— Begin —

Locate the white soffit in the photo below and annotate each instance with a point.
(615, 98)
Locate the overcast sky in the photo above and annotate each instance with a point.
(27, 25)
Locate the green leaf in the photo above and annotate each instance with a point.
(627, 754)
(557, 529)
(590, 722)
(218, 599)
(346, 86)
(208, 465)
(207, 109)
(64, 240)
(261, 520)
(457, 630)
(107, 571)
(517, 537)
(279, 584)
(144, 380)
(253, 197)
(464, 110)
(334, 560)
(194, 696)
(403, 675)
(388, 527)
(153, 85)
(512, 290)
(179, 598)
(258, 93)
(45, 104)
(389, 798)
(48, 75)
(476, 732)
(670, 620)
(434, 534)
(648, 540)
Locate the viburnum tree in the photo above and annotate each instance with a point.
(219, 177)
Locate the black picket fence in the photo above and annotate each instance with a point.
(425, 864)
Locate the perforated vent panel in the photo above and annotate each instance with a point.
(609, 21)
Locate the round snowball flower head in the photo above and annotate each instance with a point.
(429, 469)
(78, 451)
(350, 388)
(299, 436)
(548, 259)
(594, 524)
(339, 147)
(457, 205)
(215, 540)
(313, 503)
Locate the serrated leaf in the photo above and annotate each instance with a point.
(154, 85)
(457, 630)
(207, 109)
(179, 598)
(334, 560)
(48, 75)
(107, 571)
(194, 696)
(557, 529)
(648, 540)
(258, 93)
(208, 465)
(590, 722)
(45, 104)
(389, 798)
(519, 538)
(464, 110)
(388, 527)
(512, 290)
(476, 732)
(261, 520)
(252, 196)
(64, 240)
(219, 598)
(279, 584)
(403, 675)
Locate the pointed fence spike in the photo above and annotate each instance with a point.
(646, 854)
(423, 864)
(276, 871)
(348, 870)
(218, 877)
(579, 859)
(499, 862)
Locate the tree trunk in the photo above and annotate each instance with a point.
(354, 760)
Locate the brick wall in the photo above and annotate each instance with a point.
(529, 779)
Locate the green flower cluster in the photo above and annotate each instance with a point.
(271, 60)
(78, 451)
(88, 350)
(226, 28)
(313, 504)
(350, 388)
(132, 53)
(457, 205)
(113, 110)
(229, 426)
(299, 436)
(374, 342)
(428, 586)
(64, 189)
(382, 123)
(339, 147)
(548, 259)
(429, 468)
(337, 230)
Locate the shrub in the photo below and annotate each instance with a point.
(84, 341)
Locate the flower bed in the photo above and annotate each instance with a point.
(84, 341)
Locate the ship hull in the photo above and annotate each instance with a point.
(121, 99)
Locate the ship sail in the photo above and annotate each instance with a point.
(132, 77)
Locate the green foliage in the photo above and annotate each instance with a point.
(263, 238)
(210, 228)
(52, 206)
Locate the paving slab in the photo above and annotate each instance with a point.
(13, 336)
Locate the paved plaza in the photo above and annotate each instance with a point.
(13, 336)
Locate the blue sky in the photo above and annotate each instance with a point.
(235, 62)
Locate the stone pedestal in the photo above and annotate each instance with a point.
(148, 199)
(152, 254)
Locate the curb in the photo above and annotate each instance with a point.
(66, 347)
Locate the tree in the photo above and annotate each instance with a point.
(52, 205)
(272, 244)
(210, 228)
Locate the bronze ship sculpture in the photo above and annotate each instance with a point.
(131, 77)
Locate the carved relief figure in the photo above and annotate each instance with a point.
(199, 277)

— End —

Work to be completed: From the line that contains "Locate the paved" to the last line of the material above, repeat every line exactly, keeping both the first and the last.

Task result:
Locate the paved plaza in the photo above and annotate each instance with a point.
(13, 336)
Locate the blue sky in the photo above and annotate each instance with a point.
(235, 62)
Locate the stone pedestal in the photo above and annotate each instance with a point.
(148, 199)
(152, 254)
Locate the curb in the photo above and annotate each instance with a point.
(66, 347)
Locate the tree in the photo above and annotate each instance with a point.
(52, 205)
(272, 244)
(210, 228)
Locate the bronze ship sculpture in the photo above and annotate each instance with a point.
(131, 77)
Locate the carved relief figure in the photo above and annotate each instance with a point.
(199, 277)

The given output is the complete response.